━━━━━ Selection

1932 Mazandaran earthquake
- UTC time: 1932-05-20 19:16:00;
- ISC event: ;
- USGS-ANSS: ;
- Local date: May 20, 1932;
- Local time: ;
- Magnitude: 5.4;
- Depth: 12 km (7.5 mi);
- Epicenter: 36°36′00″N 53°24′00″E﻿ / ﻿36.600°N 53.400°E
- Areas affected: Iran
- Max. intensity: MMI VIII (Severe)
- Casualties: 1,070 dead

= 1932 Mazandaran earthquake =

1932 earthquake in northern Iran

The 1932 Mazandaran earthquake struck Mazandaran province in northern Iran on May 20, 1932. The earthquake had a magnitude of 5.4, a focal depth of 12 km, and a maximum intensity of VIII on the Modified Mercalli intensity scale. The event was listed in the historical database as the Torbet-i-Kheydarly earthquake. It killed 1,070 people and caused major damage in the affected area.

== Tectonic setting ==

Mazandaran lies along the southern margin of the Caspian Sea, north of the Alborz mountain belt. The Alborz is one of the active seismic regions of northern Iran, shaped by deformation between central Iran and the South Caspian region.

━━━━━━━━━━
━━━━━ Collected data

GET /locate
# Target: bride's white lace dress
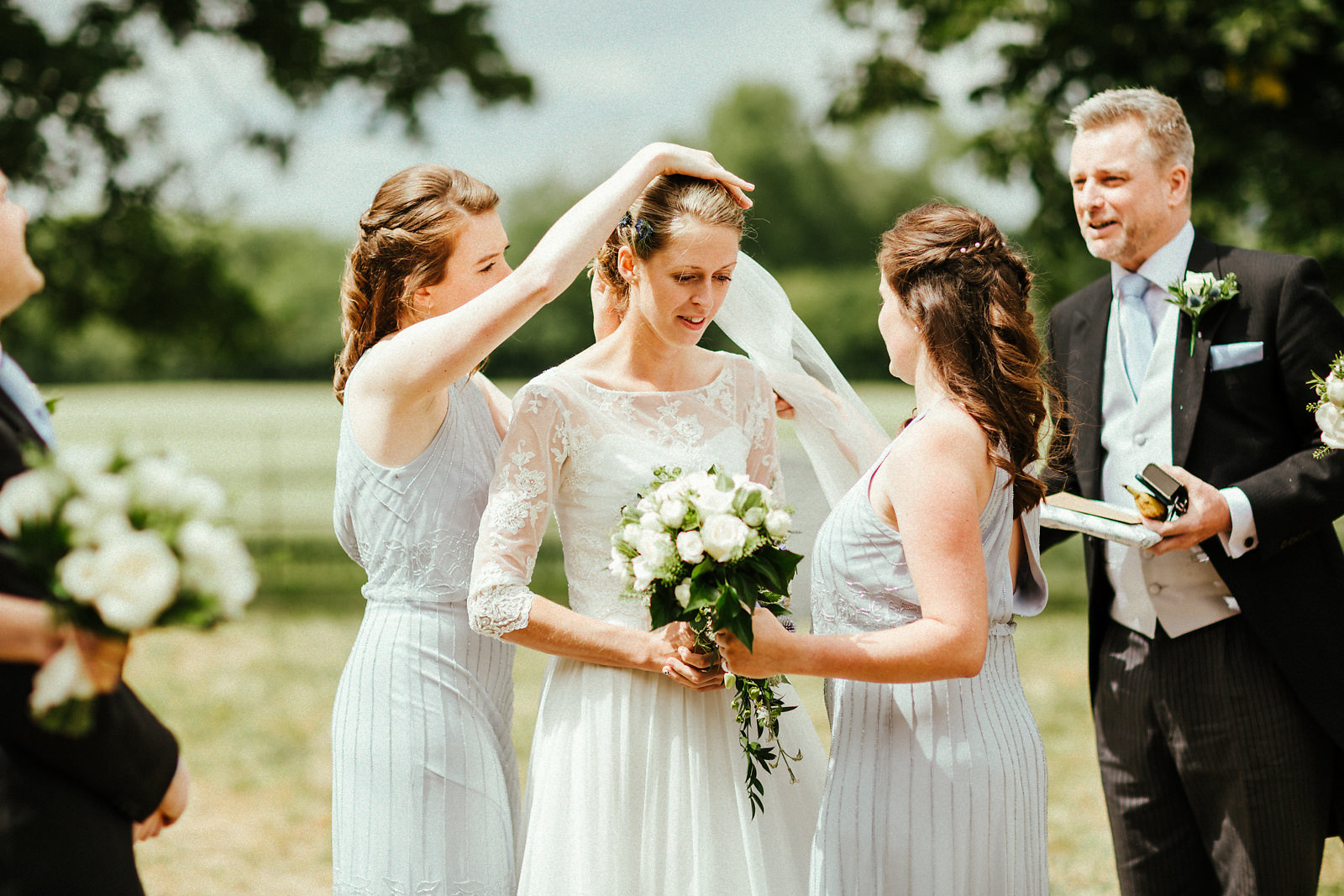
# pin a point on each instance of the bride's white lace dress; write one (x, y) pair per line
(635, 783)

━━━━━━━━━━

**Work required:**
Please resume the 1932 Mazandaran earthquake article right after its last sentence. The data is separate material, unrelated to the 1932 Mazandaran earthquake article.

**Output below:**
The eastern and central Alborz contain several active faults, and the causative faults of historical earthquakes in this region are often difficult to identify. A later study of large 1930s earthquakes in eastern Mazandaran discussed the Qadikola, Chachkam, North Alborz and Lalehband faults as possible sources for nearby destructive events.

== Earthquake ==

The earthquake occurred at 19:16 UTC. Its epicenter was listed at 36.600° N, 53.400° E, in Mazandaran province. The historical listing gives no instrumental moment tensor, rupture length, or named causative fault. Although its magnitude was moderate, the shallow depth and vulnerable local building stock made the event highly destructive. It was the deadliest earthquake recorded worldwide in 1932.

== Impact ==

The earthquake killed 1,070 people. The loss of life was severe for a rural district: homes failed in large numbers, and the damage was concentrated in communities with little protection against strong ground shaking.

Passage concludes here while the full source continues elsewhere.